(Passage)
╭──
Here's what I wrote:
"Unrolling like that kinda kills branch prediction, I suppose. And
burns
code/tracecache for no real gain.. "
See, that when I am not sure, I express it (", I suppose."). I don't
see the problem here, I didn't correct the correction now did I? I
clarified what I mean and did acknowledge the correction as due, still
it seems to be issue somehow. I'm missing something?
/*
All the more reason that counting cycles isn't a good approach for a
strlen optimization.
*/
What "metric" would you, sir, use to measure which code is more
"efficient", when it comes to runtime performance? Timing is a good
practise, Pentium M isn't precisely off-the-charts and/or wildly
different for the timings for other contemporary x86 implementations.
I wanted to know how each perform, on *my system*, which I mention
carefully nearly every single time I post what it is (Pentium M 1.8
GHz). I post the results and Hutch is free to post his, which he has
done. This gives already three different x86 implementations to compare
with.
> Yes, you are.
I see. I thought you meant as-in "count clockcycles", when it was still
possible, like, with Pentium or older x86 implementations, memory
performance excluded. I thought I were *timing* the code, which is
slightly different but apparently not Enough.
Again, I don't see the problem with measuring the performance on one
system, note that I am not drawing conclusions how the code shall
perform on other, different systems. I am extrapolating, and with a
good reason that the performance shall be relatively similiar or in
similiar ballpark.
/*
And this is averaged across all possible x86 CPUs (and others, too),
right? If not, you're counting cycles on *one* particular CPU. And
that's a waste of time if you're trying to produce generic results.
*/
And it wouldn't be waste of time to run out and use a day or two to
test this code on 20 or even 40 different x86 implementations? I think
it is a fair comparison, that's how the code performs on Pentium M 1.8
GHz. That was stated many times in this thread.
Ofcourse, you admit later in your reply that you haven't READ the whole
thread so how could have you known?
/*
Yes, rewriting strlen algorithms seems to be one of the funnest things
ever. Seems like someone new is doing it every other week.
╰──
(Requirement A)
Find every line in the records below that contains the word "reflection", and copy each such line.

(Listing)
╭──
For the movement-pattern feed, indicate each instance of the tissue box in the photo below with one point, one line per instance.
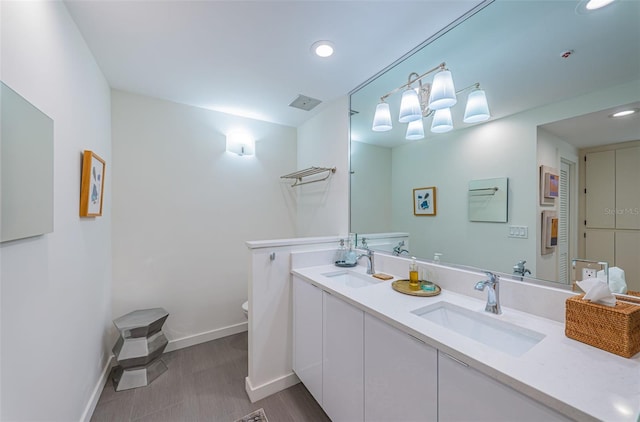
(615, 329)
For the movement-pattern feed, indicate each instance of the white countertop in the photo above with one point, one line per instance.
(575, 379)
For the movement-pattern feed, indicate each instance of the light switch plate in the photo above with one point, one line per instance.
(520, 232)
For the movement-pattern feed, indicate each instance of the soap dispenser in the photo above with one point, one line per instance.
(414, 281)
(341, 254)
(351, 256)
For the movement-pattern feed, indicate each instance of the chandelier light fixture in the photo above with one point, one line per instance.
(431, 99)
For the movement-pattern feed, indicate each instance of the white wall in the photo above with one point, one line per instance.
(56, 298)
(183, 208)
(371, 188)
(501, 148)
(449, 161)
(323, 207)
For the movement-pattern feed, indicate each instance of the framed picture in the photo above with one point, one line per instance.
(92, 185)
(424, 201)
(549, 185)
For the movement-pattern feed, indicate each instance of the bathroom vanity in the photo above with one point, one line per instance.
(366, 352)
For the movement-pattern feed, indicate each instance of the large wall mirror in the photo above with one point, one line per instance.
(553, 73)
(26, 150)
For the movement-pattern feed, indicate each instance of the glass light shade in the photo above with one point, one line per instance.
(443, 93)
(597, 4)
(477, 109)
(241, 143)
(410, 107)
(442, 121)
(382, 118)
(415, 130)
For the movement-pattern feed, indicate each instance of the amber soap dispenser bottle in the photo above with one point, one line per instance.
(414, 282)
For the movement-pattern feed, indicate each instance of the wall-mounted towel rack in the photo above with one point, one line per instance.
(300, 174)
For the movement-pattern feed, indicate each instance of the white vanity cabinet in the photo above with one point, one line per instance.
(465, 394)
(400, 375)
(343, 369)
(307, 336)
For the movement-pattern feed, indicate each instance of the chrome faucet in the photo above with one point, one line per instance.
(399, 250)
(520, 269)
(370, 263)
(493, 292)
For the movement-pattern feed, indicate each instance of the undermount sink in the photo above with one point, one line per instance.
(352, 278)
(500, 335)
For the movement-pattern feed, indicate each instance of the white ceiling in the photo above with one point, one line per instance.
(253, 58)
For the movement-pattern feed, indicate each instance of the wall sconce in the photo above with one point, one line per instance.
(427, 100)
(241, 143)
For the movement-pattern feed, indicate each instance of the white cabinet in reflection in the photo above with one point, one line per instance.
(400, 375)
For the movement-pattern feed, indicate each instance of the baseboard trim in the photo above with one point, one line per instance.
(97, 391)
(192, 340)
(269, 388)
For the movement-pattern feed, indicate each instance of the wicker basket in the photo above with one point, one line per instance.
(615, 329)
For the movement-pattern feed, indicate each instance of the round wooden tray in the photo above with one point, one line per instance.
(402, 286)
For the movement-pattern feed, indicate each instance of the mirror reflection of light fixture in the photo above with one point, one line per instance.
(382, 118)
(442, 121)
(427, 100)
(410, 105)
(477, 109)
(241, 143)
(443, 93)
(415, 130)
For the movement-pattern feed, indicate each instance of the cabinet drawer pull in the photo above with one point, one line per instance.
(454, 359)
(416, 338)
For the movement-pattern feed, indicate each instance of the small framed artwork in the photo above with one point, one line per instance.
(549, 185)
(92, 185)
(424, 201)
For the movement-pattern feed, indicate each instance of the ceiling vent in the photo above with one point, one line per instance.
(304, 103)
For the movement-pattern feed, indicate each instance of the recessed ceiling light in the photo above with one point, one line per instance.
(589, 6)
(322, 48)
(624, 113)
(597, 4)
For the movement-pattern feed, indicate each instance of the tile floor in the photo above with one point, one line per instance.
(204, 383)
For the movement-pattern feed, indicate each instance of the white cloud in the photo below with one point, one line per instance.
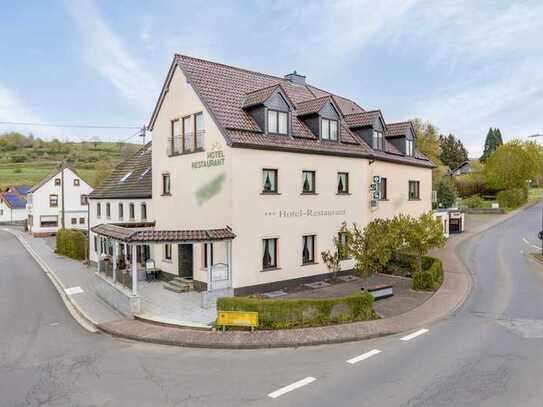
(106, 52)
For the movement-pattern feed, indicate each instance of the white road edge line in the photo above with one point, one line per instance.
(290, 387)
(364, 356)
(414, 335)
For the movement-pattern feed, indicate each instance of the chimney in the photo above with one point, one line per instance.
(296, 78)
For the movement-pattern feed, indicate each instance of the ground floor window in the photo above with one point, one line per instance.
(308, 251)
(167, 251)
(269, 255)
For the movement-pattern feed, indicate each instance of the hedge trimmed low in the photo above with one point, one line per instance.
(430, 277)
(71, 243)
(299, 313)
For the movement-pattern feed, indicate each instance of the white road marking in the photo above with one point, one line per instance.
(414, 335)
(290, 387)
(364, 356)
(73, 290)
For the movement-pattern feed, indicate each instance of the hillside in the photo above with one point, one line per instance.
(26, 160)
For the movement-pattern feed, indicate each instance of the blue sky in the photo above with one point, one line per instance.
(463, 65)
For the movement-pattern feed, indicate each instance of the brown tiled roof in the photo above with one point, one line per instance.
(152, 235)
(225, 90)
(138, 183)
(362, 119)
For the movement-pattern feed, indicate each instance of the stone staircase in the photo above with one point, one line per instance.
(179, 285)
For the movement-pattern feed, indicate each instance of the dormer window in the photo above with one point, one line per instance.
(409, 147)
(329, 129)
(277, 122)
(377, 140)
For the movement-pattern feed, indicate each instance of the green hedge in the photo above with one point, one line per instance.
(512, 198)
(431, 276)
(71, 243)
(298, 313)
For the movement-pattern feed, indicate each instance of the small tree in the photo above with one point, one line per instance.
(418, 236)
(372, 247)
(332, 258)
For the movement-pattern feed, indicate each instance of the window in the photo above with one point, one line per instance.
(342, 182)
(409, 149)
(48, 221)
(269, 254)
(383, 189)
(308, 251)
(277, 122)
(329, 129)
(187, 134)
(143, 211)
(308, 182)
(414, 190)
(378, 140)
(166, 184)
(199, 126)
(205, 253)
(269, 181)
(167, 251)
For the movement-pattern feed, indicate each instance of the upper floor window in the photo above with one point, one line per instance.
(269, 181)
(277, 122)
(414, 190)
(383, 189)
(166, 184)
(409, 147)
(378, 140)
(53, 200)
(342, 182)
(143, 211)
(187, 134)
(329, 129)
(308, 182)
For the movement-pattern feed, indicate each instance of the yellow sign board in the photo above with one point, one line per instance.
(237, 318)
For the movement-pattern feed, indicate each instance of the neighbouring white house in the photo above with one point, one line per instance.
(63, 193)
(13, 204)
(253, 174)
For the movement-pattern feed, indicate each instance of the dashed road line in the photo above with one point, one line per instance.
(290, 387)
(414, 335)
(364, 356)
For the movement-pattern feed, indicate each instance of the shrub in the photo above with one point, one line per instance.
(512, 198)
(297, 313)
(71, 243)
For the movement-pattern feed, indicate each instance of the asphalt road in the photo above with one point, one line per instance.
(489, 353)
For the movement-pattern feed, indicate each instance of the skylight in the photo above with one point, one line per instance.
(126, 177)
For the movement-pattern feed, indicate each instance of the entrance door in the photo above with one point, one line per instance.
(184, 260)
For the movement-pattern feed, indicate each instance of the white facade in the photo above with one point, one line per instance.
(223, 186)
(44, 203)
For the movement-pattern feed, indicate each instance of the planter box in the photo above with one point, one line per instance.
(380, 291)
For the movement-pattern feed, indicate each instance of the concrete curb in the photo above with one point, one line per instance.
(75, 310)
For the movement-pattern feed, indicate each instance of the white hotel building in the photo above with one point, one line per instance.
(253, 174)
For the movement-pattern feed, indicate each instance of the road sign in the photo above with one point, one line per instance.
(237, 318)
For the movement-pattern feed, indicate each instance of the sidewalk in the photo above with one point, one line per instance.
(71, 276)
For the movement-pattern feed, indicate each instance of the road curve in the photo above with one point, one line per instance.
(489, 352)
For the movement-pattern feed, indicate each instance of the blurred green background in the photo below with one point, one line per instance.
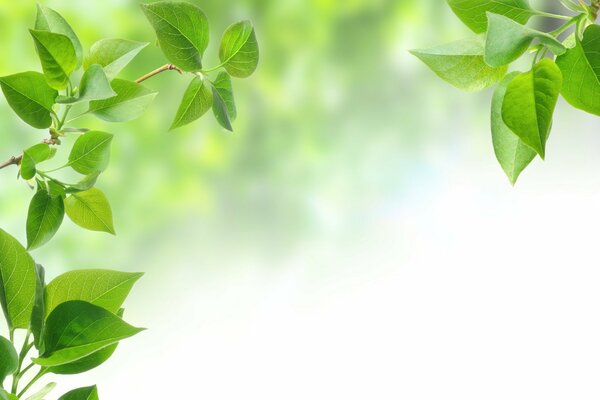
(351, 164)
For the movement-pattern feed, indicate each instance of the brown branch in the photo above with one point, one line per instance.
(14, 160)
(167, 67)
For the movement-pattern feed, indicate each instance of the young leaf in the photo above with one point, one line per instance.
(113, 55)
(86, 393)
(45, 216)
(57, 56)
(30, 97)
(104, 288)
(38, 315)
(35, 155)
(473, 12)
(507, 40)
(76, 329)
(182, 31)
(223, 101)
(197, 100)
(91, 152)
(461, 64)
(581, 71)
(512, 154)
(49, 20)
(90, 210)
(529, 104)
(17, 282)
(239, 50)
(131, 101)
(9, 360)
(94, 86)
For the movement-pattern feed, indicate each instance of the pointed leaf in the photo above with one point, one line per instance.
(197, 100)
(49, 20)
(57, 56)
(239, 50)
(512, 154)
(17, 282)
(44, 218)
(90, 210)
(113, 55)
(461, 64)
(473, 12)
(507, 40)
(182, 31)
(76, 329)
(131, 101)
(30, 97)
(529, 104)
(91, 152)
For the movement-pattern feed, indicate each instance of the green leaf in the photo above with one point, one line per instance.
(131, 101)
(113, 55)
(507, 40)
(86, 393)
(49, 20)
(30, 97)
(512, 154)
(90, 210)
(461, 64)
(473, 12)
(45, 216)
(9, 360)
(57, 56)
(91, 152)
(182, 31)
(35, 155)
(529, 104)
(38, 315)
(581, 71)
(43, 392)
(239, 50)
(94, 86)
(223, 101)
(104, 288)
(17, 282)
(197, 100)
(76, 329)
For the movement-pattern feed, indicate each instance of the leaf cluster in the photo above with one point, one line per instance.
(565, 62)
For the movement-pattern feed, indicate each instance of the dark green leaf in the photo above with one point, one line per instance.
(223, 101)
(49, 20)
(113, 55)
(76, 329)
(182, 31)
(30, 97)
(45, 216)
(197, 100)
(9, 360)
(94, 86)
(461, 64)
(57, 56)
(17, 282)
(87, 393)
(91, 152)
(90, 210)
(473, 12)
(131, 101)
(529, 104)
(514, 155)
(239, 50)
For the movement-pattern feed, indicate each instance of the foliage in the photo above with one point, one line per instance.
(524, 102)
(75, 322)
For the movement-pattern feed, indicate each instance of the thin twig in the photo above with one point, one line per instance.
(167, 67)
(14, 160)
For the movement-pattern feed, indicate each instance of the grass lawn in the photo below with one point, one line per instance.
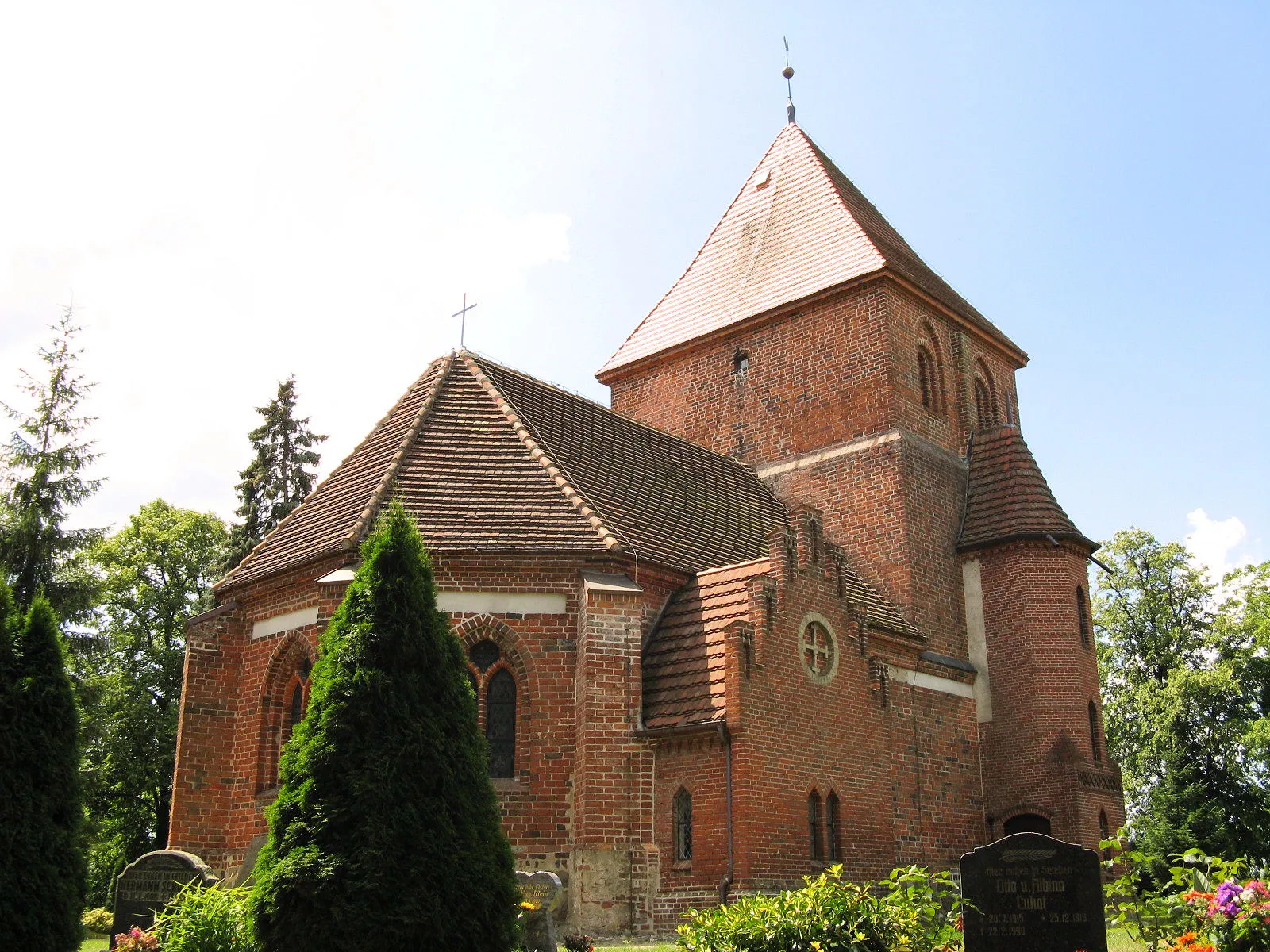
(1117, 942)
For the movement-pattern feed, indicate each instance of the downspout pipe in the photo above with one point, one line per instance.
(725, 739)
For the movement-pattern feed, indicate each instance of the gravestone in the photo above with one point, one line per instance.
(1034, 894)
(544, 892)
(150, 882)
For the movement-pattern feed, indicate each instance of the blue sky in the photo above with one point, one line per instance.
(248, 190)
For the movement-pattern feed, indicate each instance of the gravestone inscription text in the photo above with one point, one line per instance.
(150, 882)
(1033, 894)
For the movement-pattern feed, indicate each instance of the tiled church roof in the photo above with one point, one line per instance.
(489, 459)
(1007, 497)
(798, 226)
(683, 662)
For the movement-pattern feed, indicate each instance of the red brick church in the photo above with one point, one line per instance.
(800, 597)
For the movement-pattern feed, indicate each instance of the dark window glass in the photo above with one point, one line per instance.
(1094, 733)
(1083, 613)
(831, 827)
(1026, 823)
(683, 825)
(926, 378)
(298, 708)
(484, 654)
(501, 724)
(813, 824)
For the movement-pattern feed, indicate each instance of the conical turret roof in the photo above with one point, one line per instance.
(1007, 497)
(797, 228)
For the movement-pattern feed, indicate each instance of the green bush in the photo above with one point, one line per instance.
(98, 920)
(206, 919)
(912, 911)
(385, 833)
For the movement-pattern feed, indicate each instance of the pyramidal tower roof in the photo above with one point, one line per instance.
(797, 228)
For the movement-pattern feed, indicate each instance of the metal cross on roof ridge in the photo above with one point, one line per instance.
(463, 325)
(787, 73)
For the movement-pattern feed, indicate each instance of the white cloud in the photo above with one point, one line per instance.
(225, 202)
(1212, 543)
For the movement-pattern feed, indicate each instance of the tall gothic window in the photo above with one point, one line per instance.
(683, 824)
(501, 724)
(1094, 734)
(813, 824)
(831, 828)
(983, 410)
(926, 378)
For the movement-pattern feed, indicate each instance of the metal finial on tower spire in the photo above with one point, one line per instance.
(787, 73)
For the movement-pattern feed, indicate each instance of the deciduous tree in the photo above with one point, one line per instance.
(1185, 689)
(156, 571)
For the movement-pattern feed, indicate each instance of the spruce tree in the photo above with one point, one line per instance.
(281, 474)
(44, 479)
(385, 835)
(42, 892)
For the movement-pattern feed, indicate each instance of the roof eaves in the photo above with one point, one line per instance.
(537, 451)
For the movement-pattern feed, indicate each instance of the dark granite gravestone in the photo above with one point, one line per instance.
(1034, 894)
(544, 892)
(149, 884)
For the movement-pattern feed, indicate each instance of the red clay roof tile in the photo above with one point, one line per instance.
(798, 226)
(1007, 497)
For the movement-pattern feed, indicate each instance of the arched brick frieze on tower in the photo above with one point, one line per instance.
(930, 371)
(505, 689)
(986, 414)
(283, 701)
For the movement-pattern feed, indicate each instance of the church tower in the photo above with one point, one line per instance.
(810, 340)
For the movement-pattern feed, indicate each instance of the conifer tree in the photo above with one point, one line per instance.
(44, 480)
(385, 835)
(281, 474)
(44, 884)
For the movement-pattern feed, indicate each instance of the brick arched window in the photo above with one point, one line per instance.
(813, 824)
(983, 410)
(833, 847)
(926, 384)
(683, 825)
(1083, 613)
(1094, 734)
(501, 724)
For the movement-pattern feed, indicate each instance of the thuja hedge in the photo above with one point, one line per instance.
(41, 865)
(387, 827)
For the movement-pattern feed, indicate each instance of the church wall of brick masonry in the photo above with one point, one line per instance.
(873, 645)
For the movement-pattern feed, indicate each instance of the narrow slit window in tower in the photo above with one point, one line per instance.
(501, 724)
(683, 825)
(1094, 734)
(813, 824)
(831, 827)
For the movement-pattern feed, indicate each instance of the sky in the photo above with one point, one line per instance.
(238, 192)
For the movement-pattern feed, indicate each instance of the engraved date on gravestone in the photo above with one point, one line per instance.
(1033, 894)
(150, 882)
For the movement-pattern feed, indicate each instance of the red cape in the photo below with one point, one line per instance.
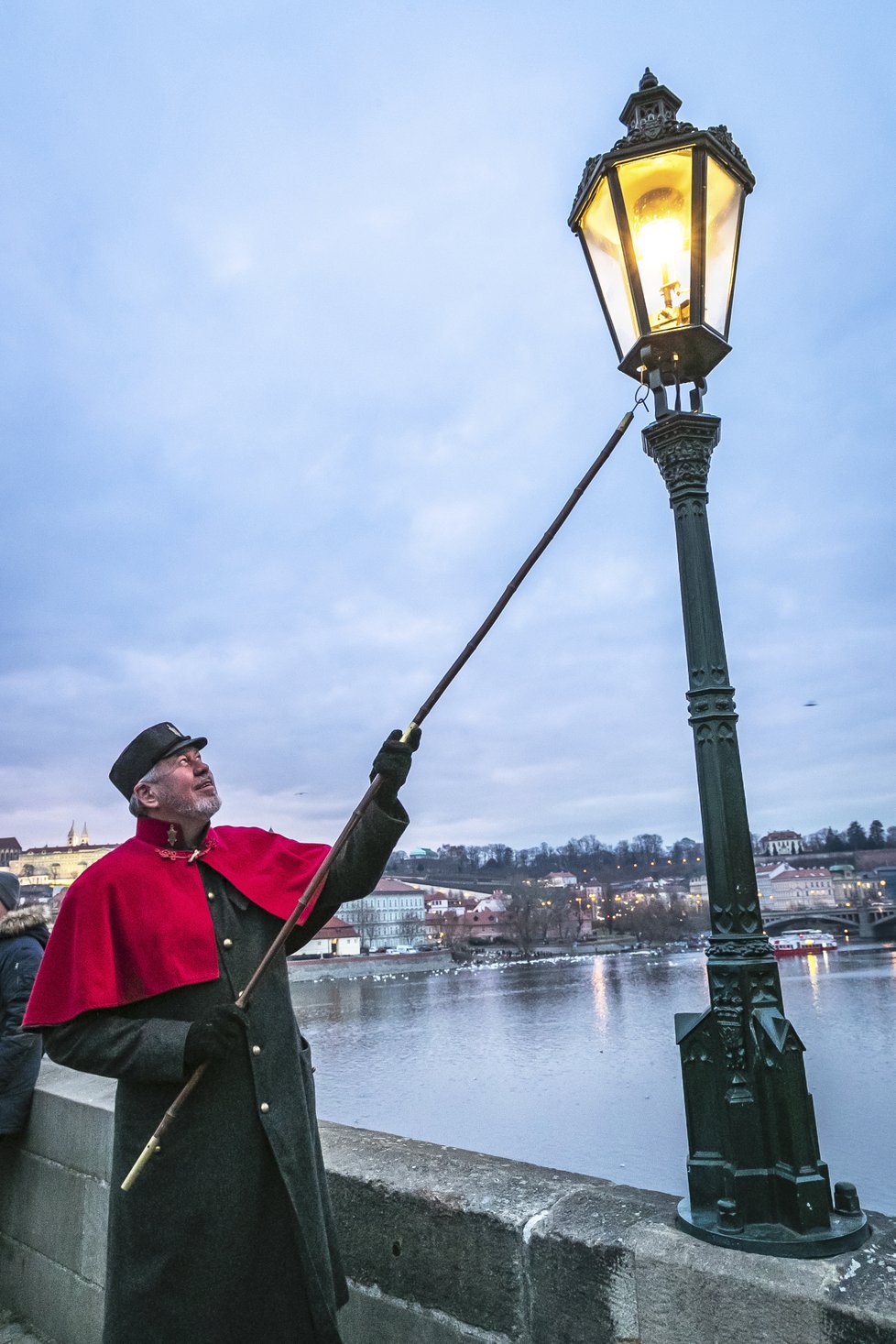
(136, 923)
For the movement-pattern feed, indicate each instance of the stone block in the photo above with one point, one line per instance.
(860, 1306)
(374, 1318)
(438, 1226)
(581, 1266)
(694, 1293)
(71, 1120)
(58, 1303)
(42, 1206)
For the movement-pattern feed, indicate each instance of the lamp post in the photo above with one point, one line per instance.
(659, 218)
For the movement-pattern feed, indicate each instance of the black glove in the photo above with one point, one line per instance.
(213, 1036)
(392, 762)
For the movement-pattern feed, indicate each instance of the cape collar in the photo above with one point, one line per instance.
(169, 840)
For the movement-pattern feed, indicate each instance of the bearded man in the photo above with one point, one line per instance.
(227, 1235)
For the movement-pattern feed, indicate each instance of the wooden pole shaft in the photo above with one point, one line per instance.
(314, 886)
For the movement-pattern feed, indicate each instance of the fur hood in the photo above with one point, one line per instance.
(25, 920)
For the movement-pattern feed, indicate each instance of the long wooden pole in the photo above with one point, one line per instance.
(435, 695)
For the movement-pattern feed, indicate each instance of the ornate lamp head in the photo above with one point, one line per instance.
(659, 218)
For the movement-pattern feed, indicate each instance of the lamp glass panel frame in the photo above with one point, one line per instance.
(656, 192)
(725, 213)
(606, 258)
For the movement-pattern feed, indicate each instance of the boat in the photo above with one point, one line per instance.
(803, 943)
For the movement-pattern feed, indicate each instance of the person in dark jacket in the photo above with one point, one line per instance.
(23, 935)
(227, 1234)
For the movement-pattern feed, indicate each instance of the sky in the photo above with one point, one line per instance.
(299, 359)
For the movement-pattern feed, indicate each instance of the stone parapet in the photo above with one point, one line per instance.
(449, 1248)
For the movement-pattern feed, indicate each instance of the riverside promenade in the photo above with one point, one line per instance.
(445, 1246)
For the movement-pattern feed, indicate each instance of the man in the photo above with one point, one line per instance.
(227, 1234)
(23, 935)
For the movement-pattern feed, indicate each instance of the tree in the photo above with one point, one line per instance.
(876, 837)
(648, 847)
(452, 933)
(856, 837)
(412, 926)
(527, 917)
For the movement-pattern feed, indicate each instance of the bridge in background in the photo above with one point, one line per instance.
(873, 923)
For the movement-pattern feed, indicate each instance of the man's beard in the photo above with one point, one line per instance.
(207, 805)
(193, 805)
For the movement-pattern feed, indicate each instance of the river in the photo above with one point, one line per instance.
(574, 1064)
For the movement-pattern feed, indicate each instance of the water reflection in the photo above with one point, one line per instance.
(574, 1065)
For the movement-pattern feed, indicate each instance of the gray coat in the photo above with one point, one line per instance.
(23, 935)
(227, 1234)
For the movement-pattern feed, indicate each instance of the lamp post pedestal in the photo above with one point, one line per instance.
(755, 1176)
╰──
(Requirement B)
In the passage on strlen timing, what system does the writer say the code was measured on?

(Task response A)
For the movement-pattern feed, indicate each instance of the white cabinet in reflection in the photo above with one point, one line per instance.
For the movement-pattern feed, indicate each instance of the mirror reflection of light fixture in the photo above with one point, one line per instance.
For the movement-pattern feed, indicate each instance of the water reflection in the photo above with one point, one line per instance.

(Task response B)
A Pentium M 1.8 GHz.